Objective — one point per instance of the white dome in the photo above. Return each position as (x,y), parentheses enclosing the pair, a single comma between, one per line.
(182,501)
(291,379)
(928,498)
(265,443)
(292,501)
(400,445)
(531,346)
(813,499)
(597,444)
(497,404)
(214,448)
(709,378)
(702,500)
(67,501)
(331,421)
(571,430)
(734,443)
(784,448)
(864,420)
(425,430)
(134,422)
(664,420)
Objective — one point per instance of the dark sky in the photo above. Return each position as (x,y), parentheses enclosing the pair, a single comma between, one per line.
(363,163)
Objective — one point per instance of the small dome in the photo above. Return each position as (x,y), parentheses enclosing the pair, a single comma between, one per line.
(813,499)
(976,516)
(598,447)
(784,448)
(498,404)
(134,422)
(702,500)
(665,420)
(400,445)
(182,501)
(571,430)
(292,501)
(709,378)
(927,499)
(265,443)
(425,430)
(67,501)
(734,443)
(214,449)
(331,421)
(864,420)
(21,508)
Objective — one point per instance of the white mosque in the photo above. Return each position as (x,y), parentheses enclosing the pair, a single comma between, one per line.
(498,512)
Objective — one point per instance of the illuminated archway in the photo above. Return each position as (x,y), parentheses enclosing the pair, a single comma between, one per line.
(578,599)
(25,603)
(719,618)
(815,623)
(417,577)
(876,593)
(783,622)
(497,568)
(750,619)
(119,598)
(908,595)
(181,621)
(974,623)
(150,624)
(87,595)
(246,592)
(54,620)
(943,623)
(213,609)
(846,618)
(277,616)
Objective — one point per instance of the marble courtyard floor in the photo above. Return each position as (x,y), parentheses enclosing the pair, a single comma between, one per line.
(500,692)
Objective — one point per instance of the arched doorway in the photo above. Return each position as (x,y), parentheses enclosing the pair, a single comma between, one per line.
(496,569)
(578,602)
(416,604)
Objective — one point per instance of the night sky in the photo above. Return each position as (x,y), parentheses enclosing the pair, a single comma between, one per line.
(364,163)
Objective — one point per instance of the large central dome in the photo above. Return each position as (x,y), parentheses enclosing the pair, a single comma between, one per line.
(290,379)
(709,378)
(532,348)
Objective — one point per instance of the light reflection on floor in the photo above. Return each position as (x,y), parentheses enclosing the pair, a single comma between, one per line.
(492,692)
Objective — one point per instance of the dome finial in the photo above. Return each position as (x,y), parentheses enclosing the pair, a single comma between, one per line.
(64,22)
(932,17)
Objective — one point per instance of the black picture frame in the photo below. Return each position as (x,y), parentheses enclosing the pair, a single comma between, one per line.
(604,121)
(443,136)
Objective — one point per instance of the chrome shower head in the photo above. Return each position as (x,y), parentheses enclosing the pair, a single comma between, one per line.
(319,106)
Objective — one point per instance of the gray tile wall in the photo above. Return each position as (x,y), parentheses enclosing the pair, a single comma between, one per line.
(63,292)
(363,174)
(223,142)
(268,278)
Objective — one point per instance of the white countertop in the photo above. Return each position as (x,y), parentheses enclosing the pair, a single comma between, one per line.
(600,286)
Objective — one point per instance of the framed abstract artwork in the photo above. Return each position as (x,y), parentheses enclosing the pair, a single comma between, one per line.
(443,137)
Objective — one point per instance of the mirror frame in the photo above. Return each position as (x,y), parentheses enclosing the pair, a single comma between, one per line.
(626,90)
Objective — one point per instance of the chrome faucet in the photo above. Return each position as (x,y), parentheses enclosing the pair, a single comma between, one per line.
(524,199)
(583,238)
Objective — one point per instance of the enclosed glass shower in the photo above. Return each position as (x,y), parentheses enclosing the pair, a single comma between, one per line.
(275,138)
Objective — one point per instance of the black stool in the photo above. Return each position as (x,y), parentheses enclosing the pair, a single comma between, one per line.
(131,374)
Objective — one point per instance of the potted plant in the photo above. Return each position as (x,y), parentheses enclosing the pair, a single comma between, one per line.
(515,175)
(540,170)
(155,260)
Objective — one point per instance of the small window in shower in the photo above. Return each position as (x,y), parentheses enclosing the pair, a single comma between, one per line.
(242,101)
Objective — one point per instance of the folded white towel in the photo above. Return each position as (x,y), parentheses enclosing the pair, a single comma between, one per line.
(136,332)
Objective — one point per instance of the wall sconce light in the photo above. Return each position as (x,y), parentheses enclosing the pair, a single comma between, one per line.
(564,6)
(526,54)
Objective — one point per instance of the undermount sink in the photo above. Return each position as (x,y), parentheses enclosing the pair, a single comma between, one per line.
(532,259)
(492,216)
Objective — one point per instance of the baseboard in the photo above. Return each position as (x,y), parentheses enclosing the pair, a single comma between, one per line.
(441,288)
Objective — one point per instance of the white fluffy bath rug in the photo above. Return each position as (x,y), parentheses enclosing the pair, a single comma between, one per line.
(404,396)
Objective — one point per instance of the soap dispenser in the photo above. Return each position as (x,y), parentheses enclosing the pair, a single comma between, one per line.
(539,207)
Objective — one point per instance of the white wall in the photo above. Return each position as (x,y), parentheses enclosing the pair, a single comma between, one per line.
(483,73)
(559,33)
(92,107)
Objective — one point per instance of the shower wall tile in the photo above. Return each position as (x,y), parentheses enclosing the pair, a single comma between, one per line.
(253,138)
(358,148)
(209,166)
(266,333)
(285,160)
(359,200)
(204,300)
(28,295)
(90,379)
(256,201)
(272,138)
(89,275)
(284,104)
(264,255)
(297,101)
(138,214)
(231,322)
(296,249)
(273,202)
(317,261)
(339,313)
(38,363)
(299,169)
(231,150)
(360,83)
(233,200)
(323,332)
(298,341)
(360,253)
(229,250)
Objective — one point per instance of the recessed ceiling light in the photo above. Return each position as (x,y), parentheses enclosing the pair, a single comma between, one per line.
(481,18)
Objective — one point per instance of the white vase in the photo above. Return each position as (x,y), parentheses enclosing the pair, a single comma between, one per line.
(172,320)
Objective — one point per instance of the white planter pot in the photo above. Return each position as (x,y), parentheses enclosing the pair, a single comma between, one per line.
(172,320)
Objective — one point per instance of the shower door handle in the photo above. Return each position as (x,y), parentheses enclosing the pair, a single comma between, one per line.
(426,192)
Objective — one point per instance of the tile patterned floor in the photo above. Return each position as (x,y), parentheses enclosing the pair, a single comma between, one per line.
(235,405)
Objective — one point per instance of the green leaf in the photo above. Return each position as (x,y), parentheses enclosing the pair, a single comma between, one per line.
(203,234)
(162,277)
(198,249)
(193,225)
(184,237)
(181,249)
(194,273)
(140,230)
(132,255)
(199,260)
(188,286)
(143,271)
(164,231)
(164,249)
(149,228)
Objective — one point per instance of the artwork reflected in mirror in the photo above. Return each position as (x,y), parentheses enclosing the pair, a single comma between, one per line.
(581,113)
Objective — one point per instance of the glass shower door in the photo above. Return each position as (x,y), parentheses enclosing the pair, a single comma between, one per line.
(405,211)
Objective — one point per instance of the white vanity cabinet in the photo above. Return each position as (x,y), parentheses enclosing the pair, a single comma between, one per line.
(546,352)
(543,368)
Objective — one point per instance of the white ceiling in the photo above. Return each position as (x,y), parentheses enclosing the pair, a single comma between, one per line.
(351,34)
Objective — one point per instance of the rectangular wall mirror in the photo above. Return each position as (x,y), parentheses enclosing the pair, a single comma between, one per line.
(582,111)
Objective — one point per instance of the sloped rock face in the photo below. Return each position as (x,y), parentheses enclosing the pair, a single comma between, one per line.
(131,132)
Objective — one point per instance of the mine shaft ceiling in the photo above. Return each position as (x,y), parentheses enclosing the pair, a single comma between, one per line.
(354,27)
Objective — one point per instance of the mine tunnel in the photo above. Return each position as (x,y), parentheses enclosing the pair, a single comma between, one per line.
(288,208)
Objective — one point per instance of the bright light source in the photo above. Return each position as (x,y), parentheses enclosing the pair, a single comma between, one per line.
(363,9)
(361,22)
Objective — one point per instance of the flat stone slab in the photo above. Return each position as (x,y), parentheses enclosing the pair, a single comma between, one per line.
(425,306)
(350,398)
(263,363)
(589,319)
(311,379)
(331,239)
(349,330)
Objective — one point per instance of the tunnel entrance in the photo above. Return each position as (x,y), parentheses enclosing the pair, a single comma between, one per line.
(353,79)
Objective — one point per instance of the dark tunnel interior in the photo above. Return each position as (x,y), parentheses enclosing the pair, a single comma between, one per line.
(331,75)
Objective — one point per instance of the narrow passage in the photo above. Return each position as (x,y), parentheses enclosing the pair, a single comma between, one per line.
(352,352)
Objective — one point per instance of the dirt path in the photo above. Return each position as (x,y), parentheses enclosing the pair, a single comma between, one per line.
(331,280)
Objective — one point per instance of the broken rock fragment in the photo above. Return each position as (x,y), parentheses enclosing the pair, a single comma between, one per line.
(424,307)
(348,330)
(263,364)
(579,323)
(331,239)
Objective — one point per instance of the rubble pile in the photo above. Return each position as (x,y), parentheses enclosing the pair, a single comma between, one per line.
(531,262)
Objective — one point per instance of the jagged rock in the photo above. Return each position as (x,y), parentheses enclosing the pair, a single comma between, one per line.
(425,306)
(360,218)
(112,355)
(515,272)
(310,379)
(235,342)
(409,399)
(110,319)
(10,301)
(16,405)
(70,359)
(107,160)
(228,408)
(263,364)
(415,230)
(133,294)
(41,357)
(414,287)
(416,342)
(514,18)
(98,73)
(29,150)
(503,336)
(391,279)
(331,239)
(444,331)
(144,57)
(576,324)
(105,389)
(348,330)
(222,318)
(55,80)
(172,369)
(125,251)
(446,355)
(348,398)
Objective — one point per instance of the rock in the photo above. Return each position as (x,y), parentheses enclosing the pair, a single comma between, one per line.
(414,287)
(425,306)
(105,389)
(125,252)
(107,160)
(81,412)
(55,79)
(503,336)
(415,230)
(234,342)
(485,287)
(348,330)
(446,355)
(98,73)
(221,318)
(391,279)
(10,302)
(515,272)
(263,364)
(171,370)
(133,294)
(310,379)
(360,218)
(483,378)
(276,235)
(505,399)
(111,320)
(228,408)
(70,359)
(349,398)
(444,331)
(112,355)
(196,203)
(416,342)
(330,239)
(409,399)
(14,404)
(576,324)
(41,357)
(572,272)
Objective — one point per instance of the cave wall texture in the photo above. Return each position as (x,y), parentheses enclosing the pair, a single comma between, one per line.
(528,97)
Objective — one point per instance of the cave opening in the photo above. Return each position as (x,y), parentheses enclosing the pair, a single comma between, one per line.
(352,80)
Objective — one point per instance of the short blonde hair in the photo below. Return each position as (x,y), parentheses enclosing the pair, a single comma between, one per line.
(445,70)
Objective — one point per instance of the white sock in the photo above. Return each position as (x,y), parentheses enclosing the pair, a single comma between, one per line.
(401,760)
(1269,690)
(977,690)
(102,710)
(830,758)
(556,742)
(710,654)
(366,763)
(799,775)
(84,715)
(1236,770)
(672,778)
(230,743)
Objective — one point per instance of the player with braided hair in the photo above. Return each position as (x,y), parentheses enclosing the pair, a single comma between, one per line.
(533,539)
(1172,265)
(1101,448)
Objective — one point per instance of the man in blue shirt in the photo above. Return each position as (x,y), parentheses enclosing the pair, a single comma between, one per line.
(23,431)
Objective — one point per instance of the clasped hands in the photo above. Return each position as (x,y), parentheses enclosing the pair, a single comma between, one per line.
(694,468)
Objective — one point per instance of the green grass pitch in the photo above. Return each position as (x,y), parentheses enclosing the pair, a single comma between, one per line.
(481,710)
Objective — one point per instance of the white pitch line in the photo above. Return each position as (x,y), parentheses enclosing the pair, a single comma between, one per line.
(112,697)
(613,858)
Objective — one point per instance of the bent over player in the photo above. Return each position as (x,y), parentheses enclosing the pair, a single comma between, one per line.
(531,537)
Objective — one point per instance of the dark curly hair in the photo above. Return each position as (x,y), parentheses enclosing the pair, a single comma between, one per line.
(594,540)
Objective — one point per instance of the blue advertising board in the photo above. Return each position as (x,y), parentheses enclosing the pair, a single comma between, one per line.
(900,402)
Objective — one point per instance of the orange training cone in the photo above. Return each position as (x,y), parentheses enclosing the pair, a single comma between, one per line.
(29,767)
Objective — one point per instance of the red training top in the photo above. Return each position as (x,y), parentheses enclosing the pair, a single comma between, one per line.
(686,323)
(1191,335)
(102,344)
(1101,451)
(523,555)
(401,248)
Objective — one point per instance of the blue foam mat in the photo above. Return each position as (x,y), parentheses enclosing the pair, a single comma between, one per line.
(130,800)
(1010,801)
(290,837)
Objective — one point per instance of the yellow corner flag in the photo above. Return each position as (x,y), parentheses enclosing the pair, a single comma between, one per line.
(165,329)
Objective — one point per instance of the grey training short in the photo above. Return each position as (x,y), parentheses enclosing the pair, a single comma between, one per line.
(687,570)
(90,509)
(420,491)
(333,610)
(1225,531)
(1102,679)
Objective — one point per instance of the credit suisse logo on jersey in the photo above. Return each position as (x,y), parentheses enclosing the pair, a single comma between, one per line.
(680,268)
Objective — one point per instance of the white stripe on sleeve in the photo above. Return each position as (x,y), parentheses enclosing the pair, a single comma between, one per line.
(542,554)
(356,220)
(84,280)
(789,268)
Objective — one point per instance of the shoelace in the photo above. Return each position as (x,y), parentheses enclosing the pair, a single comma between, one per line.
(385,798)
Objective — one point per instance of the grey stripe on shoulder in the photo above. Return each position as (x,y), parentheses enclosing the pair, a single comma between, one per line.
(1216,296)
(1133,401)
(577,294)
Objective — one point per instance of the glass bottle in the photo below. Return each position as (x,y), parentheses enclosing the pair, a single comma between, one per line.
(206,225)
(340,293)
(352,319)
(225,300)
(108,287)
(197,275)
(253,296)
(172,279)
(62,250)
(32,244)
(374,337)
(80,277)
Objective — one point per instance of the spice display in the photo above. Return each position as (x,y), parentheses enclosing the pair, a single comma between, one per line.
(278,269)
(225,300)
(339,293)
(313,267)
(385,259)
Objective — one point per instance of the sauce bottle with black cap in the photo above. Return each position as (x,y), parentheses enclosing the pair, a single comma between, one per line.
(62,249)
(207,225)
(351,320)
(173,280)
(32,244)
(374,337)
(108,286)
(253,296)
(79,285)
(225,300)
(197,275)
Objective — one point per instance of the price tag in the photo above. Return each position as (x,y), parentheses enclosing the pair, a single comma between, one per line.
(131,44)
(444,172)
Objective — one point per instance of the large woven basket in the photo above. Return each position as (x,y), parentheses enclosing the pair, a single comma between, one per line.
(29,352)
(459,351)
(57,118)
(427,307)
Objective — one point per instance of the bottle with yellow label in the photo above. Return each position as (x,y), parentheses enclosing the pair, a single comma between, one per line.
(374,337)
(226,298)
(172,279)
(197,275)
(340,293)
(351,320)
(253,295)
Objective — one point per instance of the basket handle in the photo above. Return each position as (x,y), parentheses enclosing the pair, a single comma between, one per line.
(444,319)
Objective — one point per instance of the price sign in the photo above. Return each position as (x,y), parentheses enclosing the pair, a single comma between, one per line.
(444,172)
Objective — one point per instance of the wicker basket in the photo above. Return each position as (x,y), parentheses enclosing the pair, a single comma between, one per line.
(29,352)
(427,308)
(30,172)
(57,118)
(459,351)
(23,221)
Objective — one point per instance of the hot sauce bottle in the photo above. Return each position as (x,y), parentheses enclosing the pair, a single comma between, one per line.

#####

### Aim
Which lines run from the one containing "Objective — one point per instance of the price tag" to the end of the entries above? Quote exactly those, and only those.

### Answer to the exercise
Objective — one point per instance of the price tag in the photo above. Return each position as (x,y), parentheses enclosing the pair, a single comma between, one per line.
(131,44)
(444,172)
Objective — one point per instance of the large woven basket in the photo above. Return each position as (x,y), parentheses enclosing the pair, a single comma between, one per line.
(29,352)
(459,351)
(57,118)
(427,307)
Objective — one point per instance of the bottle with yellow label in the photo above. Return each position as (x,y), parentheses enclosing the pair, a single comma between, one per line.
(374,337)
(226,298)
(172,279)
(197,275)
(340,293)
(351,320)
(253,295)
Objective — one point per instance of the basket handle in the photo above. Return each position as (x,y), parentheses enclosing the pair, a single comma between, one per line.
(444,319)
Objective — one point per instance of the price sign in the photo above. Return each position as (x,y), parentheses enclosing the pair, a single comma between, one per line.
(444,172)
Objective — one point per instance of the wicker basket in the photo above. Return each position as (x,y), parentheses enclosing the pair, a single comma between, one per line.
(29,352)
(427,308)
(30,172)
(57,118)
(459,351)
(23,221)
Objective — one point per instance of the hot sauce bottle in the photo above. Return each position as (x,y), parentheses enclosing the pair, a single comma between, one per line.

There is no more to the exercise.